▽
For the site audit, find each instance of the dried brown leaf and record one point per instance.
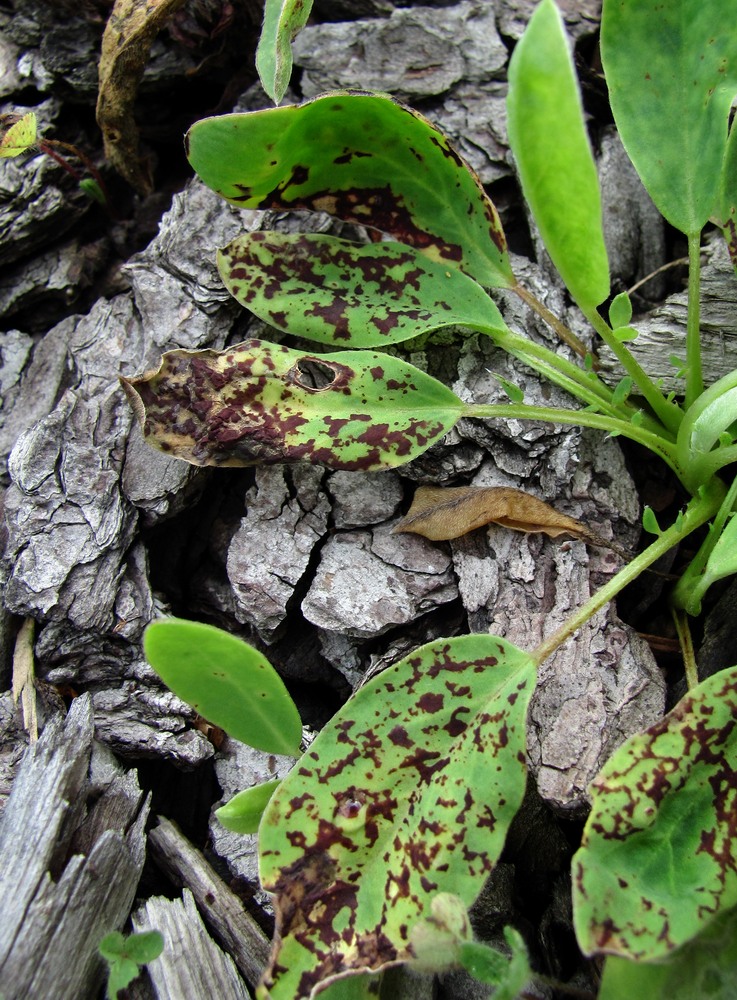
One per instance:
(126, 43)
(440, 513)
△
▽
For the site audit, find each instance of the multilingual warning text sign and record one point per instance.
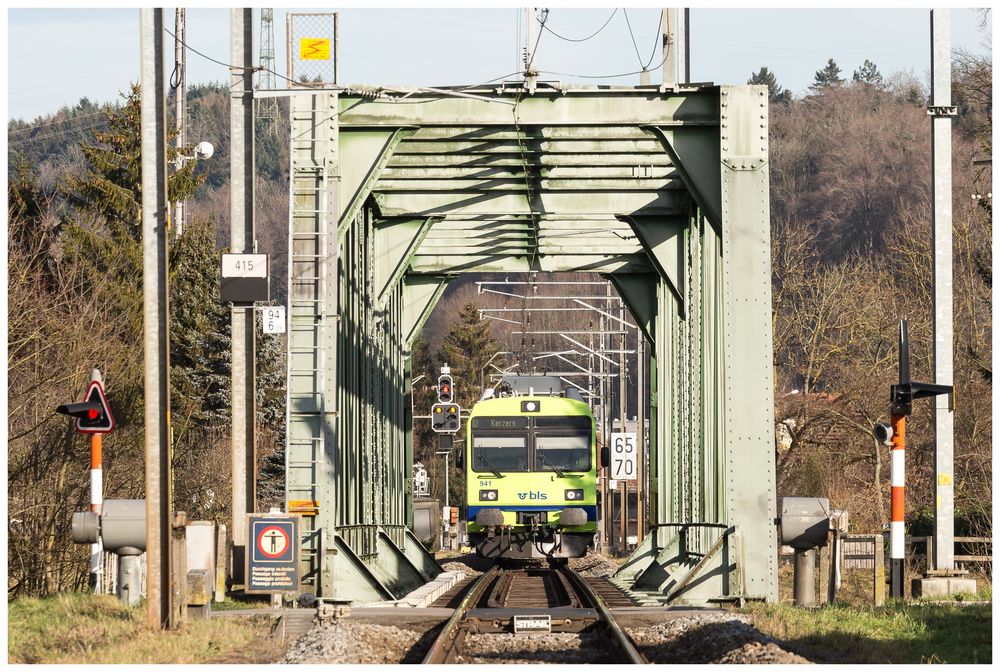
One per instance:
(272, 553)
△
### EXERCISE BRIEF
Report how many lines of the listing above include the word "each". Say nothing but the number.

### RESULT
2